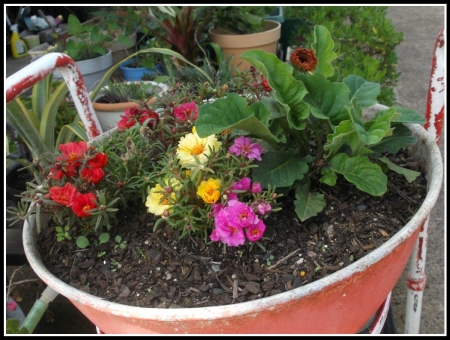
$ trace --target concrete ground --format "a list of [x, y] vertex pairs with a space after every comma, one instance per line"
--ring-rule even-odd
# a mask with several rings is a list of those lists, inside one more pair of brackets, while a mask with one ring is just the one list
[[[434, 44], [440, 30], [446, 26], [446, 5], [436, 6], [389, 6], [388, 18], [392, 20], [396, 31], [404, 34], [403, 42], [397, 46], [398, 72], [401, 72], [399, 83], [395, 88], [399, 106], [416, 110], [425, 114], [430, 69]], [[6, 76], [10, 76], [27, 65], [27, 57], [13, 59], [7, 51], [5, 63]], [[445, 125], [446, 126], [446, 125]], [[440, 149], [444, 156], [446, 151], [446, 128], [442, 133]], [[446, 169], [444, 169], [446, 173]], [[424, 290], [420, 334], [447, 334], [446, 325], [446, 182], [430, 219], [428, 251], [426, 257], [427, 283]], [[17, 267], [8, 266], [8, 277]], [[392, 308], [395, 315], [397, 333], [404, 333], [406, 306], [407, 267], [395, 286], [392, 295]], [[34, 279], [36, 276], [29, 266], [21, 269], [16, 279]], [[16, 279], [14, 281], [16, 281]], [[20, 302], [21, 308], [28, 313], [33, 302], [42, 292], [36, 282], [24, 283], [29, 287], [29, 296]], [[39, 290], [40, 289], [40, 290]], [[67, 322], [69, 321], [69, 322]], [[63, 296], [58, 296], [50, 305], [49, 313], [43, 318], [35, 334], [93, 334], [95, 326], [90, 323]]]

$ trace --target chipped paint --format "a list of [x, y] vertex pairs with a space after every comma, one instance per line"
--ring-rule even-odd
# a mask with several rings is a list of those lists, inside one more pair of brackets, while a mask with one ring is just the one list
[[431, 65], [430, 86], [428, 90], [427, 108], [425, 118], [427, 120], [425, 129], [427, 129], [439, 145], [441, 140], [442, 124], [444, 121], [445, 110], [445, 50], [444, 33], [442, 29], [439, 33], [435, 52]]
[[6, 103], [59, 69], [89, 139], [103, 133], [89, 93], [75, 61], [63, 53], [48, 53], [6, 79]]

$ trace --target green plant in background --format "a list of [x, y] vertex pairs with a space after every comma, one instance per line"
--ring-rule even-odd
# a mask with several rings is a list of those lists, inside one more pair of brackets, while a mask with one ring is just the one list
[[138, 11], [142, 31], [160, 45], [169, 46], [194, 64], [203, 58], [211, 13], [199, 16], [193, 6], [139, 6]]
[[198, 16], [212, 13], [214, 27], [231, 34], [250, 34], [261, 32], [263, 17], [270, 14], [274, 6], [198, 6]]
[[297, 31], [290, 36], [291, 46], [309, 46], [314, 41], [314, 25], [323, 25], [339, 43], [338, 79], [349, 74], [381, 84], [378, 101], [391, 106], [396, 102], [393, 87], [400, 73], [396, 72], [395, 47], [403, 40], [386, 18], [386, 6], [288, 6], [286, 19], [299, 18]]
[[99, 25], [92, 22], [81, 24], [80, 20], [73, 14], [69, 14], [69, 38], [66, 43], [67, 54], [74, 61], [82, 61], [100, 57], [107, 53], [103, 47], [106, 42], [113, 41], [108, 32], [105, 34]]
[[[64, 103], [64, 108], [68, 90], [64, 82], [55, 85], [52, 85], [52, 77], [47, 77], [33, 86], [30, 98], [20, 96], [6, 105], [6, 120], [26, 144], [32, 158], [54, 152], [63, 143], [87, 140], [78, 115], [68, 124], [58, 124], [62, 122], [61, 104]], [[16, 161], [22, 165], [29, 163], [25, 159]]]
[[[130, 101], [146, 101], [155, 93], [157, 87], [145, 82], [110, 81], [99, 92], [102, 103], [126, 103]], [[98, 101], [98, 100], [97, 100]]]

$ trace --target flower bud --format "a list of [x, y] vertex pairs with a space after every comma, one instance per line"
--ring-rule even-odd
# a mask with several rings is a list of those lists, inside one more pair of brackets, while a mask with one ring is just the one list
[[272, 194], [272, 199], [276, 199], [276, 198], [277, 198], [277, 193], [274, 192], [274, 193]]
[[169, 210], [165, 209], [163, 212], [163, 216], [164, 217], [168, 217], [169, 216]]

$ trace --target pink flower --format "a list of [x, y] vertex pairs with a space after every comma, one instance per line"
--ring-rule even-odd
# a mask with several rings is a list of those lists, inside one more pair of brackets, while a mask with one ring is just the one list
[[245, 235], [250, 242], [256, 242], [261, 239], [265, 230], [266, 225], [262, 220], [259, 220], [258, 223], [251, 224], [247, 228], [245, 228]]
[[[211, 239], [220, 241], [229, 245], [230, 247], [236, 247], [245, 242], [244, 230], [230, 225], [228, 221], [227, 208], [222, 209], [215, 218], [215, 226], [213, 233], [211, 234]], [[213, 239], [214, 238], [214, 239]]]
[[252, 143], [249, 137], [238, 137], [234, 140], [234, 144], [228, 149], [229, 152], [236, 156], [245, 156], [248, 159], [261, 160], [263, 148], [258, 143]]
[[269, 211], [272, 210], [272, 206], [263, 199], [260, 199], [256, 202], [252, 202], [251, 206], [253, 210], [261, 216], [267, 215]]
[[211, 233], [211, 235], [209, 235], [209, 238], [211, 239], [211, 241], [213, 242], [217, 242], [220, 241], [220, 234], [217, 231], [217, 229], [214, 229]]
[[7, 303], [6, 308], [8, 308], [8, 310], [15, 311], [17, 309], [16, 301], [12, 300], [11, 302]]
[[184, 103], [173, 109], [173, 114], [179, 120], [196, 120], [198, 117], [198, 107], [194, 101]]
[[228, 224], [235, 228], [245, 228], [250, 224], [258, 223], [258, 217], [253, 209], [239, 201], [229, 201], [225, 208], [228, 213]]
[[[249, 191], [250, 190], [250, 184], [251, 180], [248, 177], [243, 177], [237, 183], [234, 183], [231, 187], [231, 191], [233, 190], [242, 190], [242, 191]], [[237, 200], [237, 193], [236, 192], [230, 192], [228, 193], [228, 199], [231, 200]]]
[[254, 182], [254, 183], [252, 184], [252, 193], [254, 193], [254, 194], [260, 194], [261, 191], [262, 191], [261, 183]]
□ □ □ □
The full data, repeated exactly and stripped of its pictures, is the expected answer.

* ANSWER AREA *
$ trace --target concrete ground --format "a list of [x, y] vertex pairs with a space after every comma, one instance per line"
--ring-rule even-odd
# a mask with several rings is a list of those lists, inside one more pair of brackets, while a mask with one ring is just the one list
[[[434, 44], [440, 30], [446, 26], [446, 5], [436, 6], [389, 6], [388, 18], [392, 20], [396, 31], [404, 34], [403, 42], [397, 46], [398, 72], [401, 72], [399, 83], [395, 88], [399, 106], [416, 110], [425, 114], [430, 69]], [[6, 76], [10, 76], [27, 65], [27, 57], [13, 59], [7, 51], [5, 63]], [[445, 125], [446, 126], [446, 125]], [[440, 149], [444, 156], [446, 151], [446, 128], [442, 133]], [[446, 169], [444, 169], [446, 173]], [[424, 290], [420, 334], [447, 334], [446, 325], [446, 182], [430, 219], [428, 251], [426, 257], [427, 283]], [[17, 267], [8, 266], [8, 277]], [[392, 308], [395, 315], [397, 333], [404, 333], [406, 306], [407, 267], [395, 286], [392, 295]], [[34, 279], [36, 276], [29, 266], [21, 269], [16, 279]], [[16, 279], [14, 281], [16, 281]], [[20, 302], [21, 308], [28, 313], [33, 302], [42, 292], [36, 282], [24, 283], [29, 287], [29, 296]], [[39, 290], [40, 289], [40, 290]], [[67, 322], [69, 321], [69, 322]], [[63, 296], [58, 296], [50, 305], [49, 313], [43, 318], [35, 334], [93, 334], [95, 326], [90, 323]]]

$ trace --target chipped paint --format "a list of [x, y] vertex pairs with a space after every comma, one instance per line"
--ring-rule even-odd
# a mask with several rings is a list of those lists, inside one more pair of brackets, while a mask with one ring is just the one list
[[431, 65], [430, 86], [428, 90], [427, 108], [425, 118], [427, 120], [425, 129], [427, 129], [439, 145], [441, 140], [442, 124], [444, 121], [445, 110], [445, 50], [444, 33], [442, 29], [439, 33], [435, 52]]
[[6, 103], [59, 69], [89, 139], [103, 133], [89, 93], [75, 61], [63, 53], [48, 53], [6, 79]]

$ trace --target green plant in background --format "a list of [x, y] vertex pairs with a space after every comma, one instance per line"
--ring-rule even-odd
# a mask with several rings is a list of those lists, inside one more pair of brackets, while a mask with one ring is just the one list
[[138, 11], [142, 31], [160, 45], [169, 46], [194, 64], [203, 58], [211, 13], [199, 16], [193, 6], [139, 6]]
[[198, 16], [212, 13], [214, 27], [231, 34], [250, 34], [261, 32], [263, 17], [270, 14], [274, 6], [198, 6]]
[[297, 31], [290, 36], [291, 46], [309, 46], [314, 41], [314, 25], [323, 25], [339, 43], [338, 79], [349, 74], [381, 84], [378, 101], [391, 106], [396, 102], [393, 87], [400, 73], [396, 72], [395, 47], [403, 40], [386, 18], [386, 6], [288, 6], [286, 19], [299, 18]]
[[99, 25], [92, 22], [81, 24], [80, 20], [73, 14], [69, 14], [69, 38], [66, 43], [67, 54], [74, 61], [82, 61], [100, 57], [107, 53], [103, 47], [106, 42], [113, 41], [108, 32], [105, 34]]
[[[64, 103], [64, 108], [68, 90], [64, 82], [55, 85], [52, 85], [52, 77], [47, 77], [33, 86], [30, 98], [20, 96], [6, 105], [6, 120], [26, 144], [32, 158], [54, 152], [63, 143], [87, 140], [78, 115], [68, 124], [58, 124], [62, 122], [61, 104]], [[16, 161], [22, 165], [29, 163], [25, 159]]]
[[[130, 101], [146, 101], [155, 93], [157, 87], [145, 82], [110, 81], [99, 92], [102, 103], [126, 103]], [[98, 101], [98, 100], [97, 100]]]

$ trace --target flower bud --format "a list of [x, y] vertex pairs with a space after every comma, one instance per line"
--ring-rule even-odd
# a mask with several rings is a list of those lists, inside one more pair of brackets, while a mask with one ring is just the one list
[[272, 194], [272, 199], [276, 199], [276, 198], [277, 198], [277, 193], [274, 192], [274, 193]]
[[169, 210], [165, 209], [163, 212], [163, 216], [164, 217], [168, 217], [169, 216]]

$ trace --target pink flower --format "a list of [x, y] vertex pairs with a space after every comma, one instance per line"
--ring-rule even-odd
# a mask with several rings is a list of those lists, inside one more pair of brackets, while a mask with one ring is just the one list
[[245, 235], [250, 242], [256, 242], [261, 239], [265, 230], [266, 225], [262, 220], [259, 220], [258, 223], [251, 224], [247, 228], [245, 228]]
[[[211, 239], [220, 241], [229, 245], [230, 247], [236, 247], [245, 242], [244, 230], [230, 225], [228, 221], [227, 208], [222, 209], [215, 218], [215, 226], [213, 233], [211, 234]], [[213, 239], [214, 238], [214, 239]]]
[[252, 143], [249, 137], [238, 137], [234, 140], [234, 144], [228, 149], [229, 152], [236, 156], [245, 156], [248, 159], [261, 160], [263, 148], [258, 143]]
[[269, 211], [272, 210], [272, 206], [263, 199], [260, 199], [256, 202], [252, 202], [251, 206], [253, 210], [261, 216], [267, 215]]
[[211, 233], [211, 235], [209, 235], [209, 238], [211, 239], [211, 241], [213, 242], [217, 242], [220, 241], [220, 234], [217, 231], [217, 229], [214, 229]]
[[7, 303], [6, 308], [8, 308], [8, 310], [15, 311], [17, 309], [16, 301], [12, 300], [11, 302]]
[[184, 103], [173, 109], [173, 114], [179, 120], [196, 120], [198, 117], [198, 107], [194, 101]]
[[228, 224], [235, 228], [245, 228], [250, 224], [258, 223], [258, 217], [253, 209], [239, 201], [229, 201], [225, 208], [228, 213]]
[[[249, 191], [250, 190], [250, 184], [251, 180], [248, 177], [243, 177], [237, 183], [234, 183], [231, 187], [231, 191], [233, 190], [242, 190], [242, 191]], [[237, 200], [237, 193], [236, 192], [230, 192], [228, 193], [228, 199], [231, 200]]]
[[254, 182], [254, 183], [252, 184], [252, 193], [254, 193], [254, 194], [260, 194], [261, 191], [262, 191], [261, 183]]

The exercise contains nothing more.